-- begin --

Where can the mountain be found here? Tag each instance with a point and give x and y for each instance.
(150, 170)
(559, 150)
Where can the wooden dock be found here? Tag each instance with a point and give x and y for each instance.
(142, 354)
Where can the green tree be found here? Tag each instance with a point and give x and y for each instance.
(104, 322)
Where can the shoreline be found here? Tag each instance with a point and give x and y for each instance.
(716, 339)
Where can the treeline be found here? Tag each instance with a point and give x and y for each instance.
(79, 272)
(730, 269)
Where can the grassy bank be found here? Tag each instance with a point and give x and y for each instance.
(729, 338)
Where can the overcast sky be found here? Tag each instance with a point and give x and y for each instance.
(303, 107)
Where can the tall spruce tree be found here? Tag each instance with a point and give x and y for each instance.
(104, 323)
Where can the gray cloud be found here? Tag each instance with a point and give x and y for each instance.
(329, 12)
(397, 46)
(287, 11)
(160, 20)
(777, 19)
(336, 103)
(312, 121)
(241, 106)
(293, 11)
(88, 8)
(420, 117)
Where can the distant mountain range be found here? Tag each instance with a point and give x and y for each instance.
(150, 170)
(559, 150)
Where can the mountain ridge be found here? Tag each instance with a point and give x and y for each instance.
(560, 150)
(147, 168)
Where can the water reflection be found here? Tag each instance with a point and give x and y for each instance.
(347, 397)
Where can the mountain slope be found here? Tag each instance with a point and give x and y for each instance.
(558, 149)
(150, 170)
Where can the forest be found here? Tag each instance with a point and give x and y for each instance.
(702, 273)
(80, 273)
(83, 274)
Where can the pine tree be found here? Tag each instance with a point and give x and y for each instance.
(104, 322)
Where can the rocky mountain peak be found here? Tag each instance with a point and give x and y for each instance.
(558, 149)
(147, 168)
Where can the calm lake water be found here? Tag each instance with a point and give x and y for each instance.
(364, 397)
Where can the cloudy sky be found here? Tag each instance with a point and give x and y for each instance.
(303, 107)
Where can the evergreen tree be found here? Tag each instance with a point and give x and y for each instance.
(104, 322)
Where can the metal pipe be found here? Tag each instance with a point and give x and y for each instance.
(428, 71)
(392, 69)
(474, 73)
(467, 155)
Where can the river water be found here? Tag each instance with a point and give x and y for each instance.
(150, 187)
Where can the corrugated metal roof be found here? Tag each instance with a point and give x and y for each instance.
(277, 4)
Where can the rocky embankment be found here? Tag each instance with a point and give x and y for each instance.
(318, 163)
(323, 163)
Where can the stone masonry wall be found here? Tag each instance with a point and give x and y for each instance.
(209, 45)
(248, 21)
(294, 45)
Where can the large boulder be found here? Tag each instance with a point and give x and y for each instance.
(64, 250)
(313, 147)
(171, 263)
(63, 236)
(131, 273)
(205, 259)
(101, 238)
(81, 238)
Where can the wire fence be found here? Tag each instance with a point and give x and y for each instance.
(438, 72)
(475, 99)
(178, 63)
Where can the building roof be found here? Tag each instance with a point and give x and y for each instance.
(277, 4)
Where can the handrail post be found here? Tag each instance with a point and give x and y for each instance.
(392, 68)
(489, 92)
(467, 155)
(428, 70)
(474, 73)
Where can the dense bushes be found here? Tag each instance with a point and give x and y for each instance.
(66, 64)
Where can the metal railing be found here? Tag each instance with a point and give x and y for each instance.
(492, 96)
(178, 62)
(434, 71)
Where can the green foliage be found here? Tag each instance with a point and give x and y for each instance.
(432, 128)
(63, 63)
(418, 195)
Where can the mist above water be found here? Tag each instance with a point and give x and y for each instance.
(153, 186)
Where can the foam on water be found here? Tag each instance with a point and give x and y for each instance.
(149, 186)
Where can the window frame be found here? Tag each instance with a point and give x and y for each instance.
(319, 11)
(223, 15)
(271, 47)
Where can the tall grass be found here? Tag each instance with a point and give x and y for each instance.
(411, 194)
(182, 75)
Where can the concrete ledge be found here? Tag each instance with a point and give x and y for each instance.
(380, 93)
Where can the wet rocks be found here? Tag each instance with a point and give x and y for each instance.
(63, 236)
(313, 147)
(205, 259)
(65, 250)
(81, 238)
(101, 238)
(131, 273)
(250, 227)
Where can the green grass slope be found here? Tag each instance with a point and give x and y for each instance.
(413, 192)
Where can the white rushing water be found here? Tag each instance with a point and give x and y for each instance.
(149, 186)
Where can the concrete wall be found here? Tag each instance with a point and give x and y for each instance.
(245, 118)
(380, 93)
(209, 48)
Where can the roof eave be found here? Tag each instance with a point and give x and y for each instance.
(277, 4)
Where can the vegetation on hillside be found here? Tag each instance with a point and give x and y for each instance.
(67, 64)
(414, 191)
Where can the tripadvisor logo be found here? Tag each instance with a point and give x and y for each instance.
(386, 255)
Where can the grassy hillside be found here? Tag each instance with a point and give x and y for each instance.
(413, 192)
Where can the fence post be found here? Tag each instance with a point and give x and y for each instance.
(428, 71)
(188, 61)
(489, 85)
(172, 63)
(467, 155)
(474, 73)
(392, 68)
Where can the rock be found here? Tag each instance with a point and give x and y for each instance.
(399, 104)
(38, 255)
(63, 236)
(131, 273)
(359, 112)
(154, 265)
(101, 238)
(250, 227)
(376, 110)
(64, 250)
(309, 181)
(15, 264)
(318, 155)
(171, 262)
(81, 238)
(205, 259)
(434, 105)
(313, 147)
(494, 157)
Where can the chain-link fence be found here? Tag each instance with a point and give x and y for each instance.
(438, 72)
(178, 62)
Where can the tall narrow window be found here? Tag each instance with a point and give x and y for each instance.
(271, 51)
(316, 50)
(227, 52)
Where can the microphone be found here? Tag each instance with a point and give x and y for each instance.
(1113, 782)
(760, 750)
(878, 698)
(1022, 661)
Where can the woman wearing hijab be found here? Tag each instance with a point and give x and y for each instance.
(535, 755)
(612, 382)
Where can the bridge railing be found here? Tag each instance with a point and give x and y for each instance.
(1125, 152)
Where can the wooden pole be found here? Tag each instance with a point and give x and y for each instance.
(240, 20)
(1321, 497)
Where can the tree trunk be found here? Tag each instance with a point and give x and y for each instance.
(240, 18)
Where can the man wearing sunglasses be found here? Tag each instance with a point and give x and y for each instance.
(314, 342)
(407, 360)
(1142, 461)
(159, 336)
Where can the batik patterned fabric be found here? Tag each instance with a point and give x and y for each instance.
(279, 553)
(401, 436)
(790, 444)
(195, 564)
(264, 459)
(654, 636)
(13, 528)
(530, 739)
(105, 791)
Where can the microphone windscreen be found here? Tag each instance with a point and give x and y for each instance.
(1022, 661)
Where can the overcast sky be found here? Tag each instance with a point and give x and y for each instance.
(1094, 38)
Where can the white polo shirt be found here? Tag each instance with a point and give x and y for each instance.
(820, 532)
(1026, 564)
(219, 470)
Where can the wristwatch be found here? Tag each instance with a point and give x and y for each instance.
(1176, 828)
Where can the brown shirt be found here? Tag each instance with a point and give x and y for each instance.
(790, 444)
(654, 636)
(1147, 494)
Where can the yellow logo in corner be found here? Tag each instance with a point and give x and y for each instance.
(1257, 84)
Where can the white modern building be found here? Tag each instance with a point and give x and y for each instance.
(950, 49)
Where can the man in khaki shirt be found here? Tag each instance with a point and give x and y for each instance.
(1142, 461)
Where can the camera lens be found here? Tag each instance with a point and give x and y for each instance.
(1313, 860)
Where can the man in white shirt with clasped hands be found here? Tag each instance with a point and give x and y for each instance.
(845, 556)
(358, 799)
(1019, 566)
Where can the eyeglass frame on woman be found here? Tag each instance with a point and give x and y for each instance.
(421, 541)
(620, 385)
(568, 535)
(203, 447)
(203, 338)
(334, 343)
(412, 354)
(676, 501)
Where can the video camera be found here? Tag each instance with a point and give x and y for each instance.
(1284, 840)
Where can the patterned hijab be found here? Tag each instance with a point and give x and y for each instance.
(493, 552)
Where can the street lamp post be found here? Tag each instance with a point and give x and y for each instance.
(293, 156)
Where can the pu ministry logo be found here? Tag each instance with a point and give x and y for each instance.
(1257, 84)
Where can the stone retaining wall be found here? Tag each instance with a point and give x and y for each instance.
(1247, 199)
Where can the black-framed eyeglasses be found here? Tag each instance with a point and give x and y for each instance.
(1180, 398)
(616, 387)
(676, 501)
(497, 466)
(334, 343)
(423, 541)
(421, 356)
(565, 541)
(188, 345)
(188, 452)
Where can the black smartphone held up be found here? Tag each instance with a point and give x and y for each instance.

-- end --

YOUR OBJECTIVE ::
Rewrite everything from the line containing "Where can the man in khaki" down to the line containing "(1019, 566)", swapping "shirt" for "top" and leaving everything else as it is.

FINISHED TASK ::
Where can the man in khaki top be found here? Tag each instance with a point and give x and y for each instance.
(1142, 461)
Where can the camera lens be found here? Tag each instance with a point and give x and y for each instance.
(1313, 860)
Where can the man in white top with clasped hands be found here? Tag each instance with a point and give x and y for each instance.
(845, 556)
(358, 799)
(1019, 566)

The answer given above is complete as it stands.